What you will do: Copy out every line of the records where the string "below" occurs.

___ Data to examine

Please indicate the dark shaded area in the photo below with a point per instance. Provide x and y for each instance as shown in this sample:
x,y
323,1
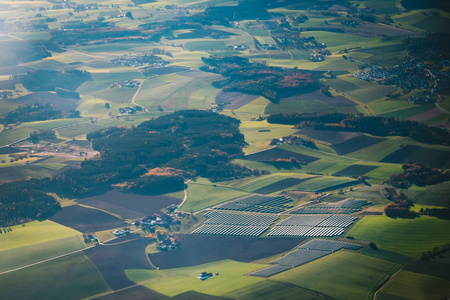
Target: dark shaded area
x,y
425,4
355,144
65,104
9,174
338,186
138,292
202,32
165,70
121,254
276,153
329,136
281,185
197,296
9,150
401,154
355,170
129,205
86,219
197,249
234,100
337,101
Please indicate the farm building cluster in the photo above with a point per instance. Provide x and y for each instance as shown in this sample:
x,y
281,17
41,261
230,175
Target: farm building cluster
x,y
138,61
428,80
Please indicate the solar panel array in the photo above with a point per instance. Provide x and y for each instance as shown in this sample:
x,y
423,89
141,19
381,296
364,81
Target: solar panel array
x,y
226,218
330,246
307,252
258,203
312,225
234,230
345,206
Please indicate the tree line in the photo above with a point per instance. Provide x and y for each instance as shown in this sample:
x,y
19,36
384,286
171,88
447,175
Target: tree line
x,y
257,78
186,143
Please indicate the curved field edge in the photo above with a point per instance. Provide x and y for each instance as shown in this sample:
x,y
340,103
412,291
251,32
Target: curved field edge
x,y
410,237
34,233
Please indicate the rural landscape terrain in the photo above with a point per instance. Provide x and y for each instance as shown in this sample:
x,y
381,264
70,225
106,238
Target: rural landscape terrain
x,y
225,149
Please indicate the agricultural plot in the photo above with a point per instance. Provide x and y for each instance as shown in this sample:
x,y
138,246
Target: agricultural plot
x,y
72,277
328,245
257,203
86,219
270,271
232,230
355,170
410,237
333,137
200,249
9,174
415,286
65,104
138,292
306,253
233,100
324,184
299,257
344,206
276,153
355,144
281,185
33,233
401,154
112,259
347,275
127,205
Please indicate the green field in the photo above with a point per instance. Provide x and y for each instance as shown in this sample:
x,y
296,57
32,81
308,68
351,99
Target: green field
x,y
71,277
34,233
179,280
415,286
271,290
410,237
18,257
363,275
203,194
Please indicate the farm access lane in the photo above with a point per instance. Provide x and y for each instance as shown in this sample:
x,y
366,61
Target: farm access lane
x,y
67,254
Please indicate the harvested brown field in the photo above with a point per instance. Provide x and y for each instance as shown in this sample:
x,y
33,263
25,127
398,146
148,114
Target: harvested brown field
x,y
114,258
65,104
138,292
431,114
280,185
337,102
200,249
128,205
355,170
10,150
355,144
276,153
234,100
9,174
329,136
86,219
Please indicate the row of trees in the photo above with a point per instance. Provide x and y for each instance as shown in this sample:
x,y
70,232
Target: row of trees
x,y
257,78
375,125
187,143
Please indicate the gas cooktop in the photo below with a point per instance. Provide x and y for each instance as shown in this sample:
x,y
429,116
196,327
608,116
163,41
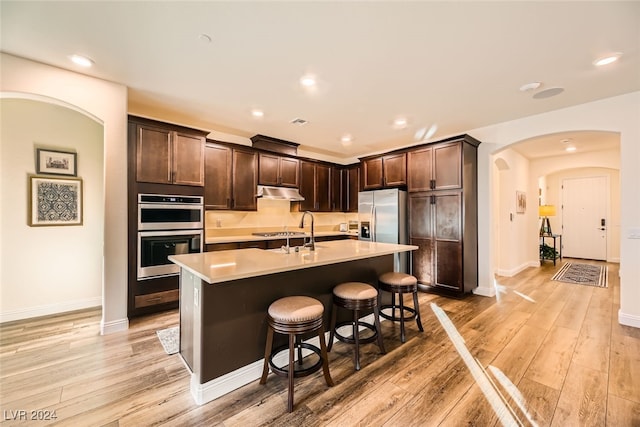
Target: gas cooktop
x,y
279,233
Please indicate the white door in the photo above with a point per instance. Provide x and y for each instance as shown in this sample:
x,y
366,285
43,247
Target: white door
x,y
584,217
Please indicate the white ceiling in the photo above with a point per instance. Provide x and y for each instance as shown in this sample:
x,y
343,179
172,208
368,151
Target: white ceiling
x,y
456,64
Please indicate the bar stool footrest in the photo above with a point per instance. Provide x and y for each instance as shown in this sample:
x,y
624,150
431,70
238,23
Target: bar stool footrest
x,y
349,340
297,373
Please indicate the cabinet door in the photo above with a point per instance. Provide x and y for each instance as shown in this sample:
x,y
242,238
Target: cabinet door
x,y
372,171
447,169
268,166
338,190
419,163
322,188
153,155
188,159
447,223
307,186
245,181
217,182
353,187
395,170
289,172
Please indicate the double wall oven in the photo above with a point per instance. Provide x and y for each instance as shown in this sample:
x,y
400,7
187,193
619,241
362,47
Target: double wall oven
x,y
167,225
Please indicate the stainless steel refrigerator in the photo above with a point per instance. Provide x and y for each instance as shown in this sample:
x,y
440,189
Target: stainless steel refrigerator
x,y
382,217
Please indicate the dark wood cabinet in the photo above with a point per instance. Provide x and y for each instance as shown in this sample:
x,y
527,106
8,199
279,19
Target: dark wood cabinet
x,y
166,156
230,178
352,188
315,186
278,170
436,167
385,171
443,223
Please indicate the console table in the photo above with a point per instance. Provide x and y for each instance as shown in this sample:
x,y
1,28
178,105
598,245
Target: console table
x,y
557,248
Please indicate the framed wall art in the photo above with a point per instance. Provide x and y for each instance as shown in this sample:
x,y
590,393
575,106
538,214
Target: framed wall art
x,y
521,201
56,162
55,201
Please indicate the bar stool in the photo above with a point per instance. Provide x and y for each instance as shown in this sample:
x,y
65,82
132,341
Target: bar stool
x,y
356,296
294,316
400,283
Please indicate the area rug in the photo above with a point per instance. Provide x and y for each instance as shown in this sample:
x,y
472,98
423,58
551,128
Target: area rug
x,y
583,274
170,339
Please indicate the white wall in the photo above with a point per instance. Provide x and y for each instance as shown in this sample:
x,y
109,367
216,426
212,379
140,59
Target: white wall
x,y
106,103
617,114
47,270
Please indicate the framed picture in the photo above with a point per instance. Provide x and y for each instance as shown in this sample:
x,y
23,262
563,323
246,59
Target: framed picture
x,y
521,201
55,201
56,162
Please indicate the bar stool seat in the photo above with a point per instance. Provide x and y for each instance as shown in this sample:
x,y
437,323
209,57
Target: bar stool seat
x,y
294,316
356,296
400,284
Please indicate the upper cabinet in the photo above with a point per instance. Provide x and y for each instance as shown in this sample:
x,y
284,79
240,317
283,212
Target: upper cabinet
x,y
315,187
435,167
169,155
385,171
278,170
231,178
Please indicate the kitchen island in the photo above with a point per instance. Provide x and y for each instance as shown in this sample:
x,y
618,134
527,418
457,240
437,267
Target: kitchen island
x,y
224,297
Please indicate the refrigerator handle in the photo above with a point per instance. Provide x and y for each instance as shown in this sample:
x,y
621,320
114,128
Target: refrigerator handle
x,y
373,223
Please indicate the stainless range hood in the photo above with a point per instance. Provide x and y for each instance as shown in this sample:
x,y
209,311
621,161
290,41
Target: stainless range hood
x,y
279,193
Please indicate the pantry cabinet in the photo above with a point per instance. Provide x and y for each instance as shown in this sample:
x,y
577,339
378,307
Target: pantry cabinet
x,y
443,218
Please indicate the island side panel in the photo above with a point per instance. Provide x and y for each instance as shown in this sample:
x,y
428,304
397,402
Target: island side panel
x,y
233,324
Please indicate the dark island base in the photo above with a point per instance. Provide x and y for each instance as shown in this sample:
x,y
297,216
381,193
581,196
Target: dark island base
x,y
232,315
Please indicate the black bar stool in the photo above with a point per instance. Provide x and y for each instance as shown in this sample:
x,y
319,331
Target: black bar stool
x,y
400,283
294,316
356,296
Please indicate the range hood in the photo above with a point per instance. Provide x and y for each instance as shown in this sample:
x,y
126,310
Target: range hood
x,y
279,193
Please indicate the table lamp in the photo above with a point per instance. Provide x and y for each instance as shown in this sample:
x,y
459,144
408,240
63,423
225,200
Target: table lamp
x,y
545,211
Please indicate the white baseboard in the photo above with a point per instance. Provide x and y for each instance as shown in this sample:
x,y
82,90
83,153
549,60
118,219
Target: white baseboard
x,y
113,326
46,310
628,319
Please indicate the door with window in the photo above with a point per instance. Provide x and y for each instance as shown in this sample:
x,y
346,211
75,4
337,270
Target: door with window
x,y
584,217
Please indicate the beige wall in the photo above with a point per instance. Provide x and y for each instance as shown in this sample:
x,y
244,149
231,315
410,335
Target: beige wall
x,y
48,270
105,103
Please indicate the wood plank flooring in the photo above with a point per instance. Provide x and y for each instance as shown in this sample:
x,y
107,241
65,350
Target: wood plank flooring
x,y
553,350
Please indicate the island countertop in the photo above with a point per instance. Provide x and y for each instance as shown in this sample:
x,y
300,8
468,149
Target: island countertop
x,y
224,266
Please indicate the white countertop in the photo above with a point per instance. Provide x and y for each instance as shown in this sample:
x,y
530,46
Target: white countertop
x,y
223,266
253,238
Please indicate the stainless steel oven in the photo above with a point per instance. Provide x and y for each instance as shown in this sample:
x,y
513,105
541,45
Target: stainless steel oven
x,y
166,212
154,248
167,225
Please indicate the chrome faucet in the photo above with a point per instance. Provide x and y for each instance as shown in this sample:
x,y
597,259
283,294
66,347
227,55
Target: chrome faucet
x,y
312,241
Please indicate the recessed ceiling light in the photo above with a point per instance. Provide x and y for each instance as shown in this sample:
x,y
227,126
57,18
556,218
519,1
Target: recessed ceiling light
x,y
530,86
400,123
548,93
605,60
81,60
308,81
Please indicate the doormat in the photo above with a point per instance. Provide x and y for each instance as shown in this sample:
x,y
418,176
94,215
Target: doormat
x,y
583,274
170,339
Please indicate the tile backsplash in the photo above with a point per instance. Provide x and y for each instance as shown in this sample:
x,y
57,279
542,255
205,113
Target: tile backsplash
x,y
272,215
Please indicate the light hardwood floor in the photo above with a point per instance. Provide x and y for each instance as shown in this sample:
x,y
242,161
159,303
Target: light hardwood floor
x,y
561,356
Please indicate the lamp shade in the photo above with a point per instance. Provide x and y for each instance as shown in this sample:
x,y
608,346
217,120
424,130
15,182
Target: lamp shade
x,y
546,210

______

Response area:
Please indicate the dark shaded area in the photo below with a point per instance. Provide x and y for each instance as shown in this sample:
Please indicate the gas cooktop in the photo below with a point per instance. Provide x and y for each instance as shown in this sample:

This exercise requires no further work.